Rewrite the lines below as a numbered list, beginning with the line that contains "Per the caption, the white" and running through the last line of the entries. Leave out any blank lines.

Bounding-box entries:
'''

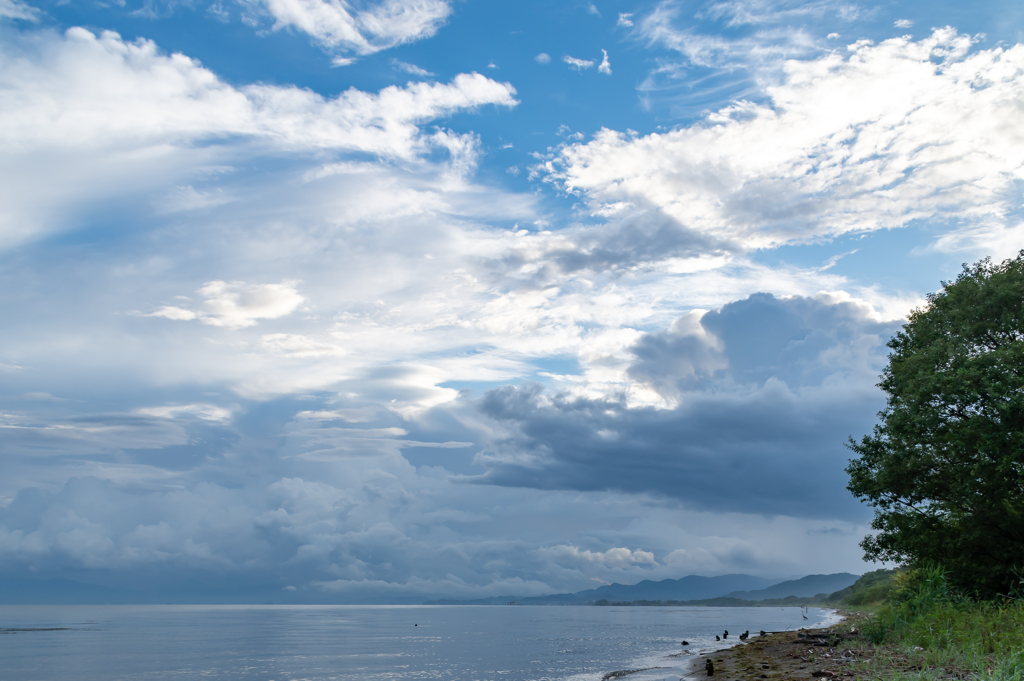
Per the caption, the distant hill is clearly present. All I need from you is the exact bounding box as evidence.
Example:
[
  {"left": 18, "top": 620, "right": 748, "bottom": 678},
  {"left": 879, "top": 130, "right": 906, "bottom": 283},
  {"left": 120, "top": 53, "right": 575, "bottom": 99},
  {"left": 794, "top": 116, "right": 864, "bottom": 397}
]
[
  {"left": 426, "top": 572, "right": 857, "bottom": 605},
  {"left": 725, "top": 572, "right": 859, "bottom": 601},
  {"left": 426, "top": 574, "right": 782, "bottom": 605},
  {"left": 826, "top": 569, "right": 897, "bottom": 606}
]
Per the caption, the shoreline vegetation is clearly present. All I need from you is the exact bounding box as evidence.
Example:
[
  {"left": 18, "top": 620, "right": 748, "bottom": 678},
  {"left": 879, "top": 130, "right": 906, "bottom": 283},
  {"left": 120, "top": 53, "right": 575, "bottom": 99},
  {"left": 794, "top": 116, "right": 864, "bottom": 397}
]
[{"left": 687, "top": 567, "right": 1024, "bottom": 681}]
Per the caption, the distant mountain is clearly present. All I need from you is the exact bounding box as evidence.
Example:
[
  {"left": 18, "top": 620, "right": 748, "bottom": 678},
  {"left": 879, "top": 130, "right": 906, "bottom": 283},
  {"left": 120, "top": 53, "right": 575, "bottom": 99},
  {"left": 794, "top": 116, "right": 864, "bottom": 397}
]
[
  {"left": 724, "top": 572, "right": 858, "bottom": 600},
  {"left": 427, "top": 574, "right": 782, "bottom": 605}
]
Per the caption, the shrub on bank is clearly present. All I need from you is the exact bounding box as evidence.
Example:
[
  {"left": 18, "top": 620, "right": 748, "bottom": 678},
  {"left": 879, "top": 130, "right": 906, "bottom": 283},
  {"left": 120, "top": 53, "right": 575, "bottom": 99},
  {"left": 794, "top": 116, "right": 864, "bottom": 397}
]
[{"left": 862, "top": 567, "right": 1024, "bottom": 681}]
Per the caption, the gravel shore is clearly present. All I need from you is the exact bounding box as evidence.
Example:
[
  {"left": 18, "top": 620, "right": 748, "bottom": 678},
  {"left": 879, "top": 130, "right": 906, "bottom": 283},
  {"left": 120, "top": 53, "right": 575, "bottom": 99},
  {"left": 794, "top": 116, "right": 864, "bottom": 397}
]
[{"left": 686, "top": 615, "right": 865, "bottom": 681}]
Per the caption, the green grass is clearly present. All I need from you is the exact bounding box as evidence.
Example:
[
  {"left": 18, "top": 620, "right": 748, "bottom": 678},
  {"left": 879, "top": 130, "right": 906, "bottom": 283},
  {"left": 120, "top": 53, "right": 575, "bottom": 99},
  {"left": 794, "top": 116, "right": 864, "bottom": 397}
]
[{"left": 847, "top": 569, "right": 1024, "bottom": 681}]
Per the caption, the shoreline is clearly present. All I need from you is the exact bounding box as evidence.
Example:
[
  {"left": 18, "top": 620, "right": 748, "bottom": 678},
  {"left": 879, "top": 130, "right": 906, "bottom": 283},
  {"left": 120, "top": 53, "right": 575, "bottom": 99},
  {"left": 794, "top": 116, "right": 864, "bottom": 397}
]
[
  {"left": 670, "top": 608, "right": 850, "bottom": 681},
  {"left": 680, "top": 610, "right": 860, "bottom": 681}
]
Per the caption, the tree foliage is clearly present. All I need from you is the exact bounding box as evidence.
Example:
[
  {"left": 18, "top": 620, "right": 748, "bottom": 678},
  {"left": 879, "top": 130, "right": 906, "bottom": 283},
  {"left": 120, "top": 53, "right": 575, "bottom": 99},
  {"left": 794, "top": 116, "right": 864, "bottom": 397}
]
[{"left": 847, "top": 251, "right": 1024, "bottom": 597}]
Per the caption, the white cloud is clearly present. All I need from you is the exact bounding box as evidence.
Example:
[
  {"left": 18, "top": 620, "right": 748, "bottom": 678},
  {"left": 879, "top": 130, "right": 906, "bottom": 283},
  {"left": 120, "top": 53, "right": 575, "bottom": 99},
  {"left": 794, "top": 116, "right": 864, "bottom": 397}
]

'''

• **ANSWER TO THE PROBLEM**:
1. Per the caption, the white cloud is clearly present. All I need from you is the exact bounding box as evidence.
2. Example:
3. [
4.   {"left": 18, "top": 620, "right": 748, "bottom": 678},
5.   {"left": 879, "top": 130, "right": 906, "bottom": 283},
6.   {"left": 120, "top": 53, "right": 575, "bottom": 99},
7.   {"left": 794, "top": 116, "right": 864, "bottom": 397}
8. ]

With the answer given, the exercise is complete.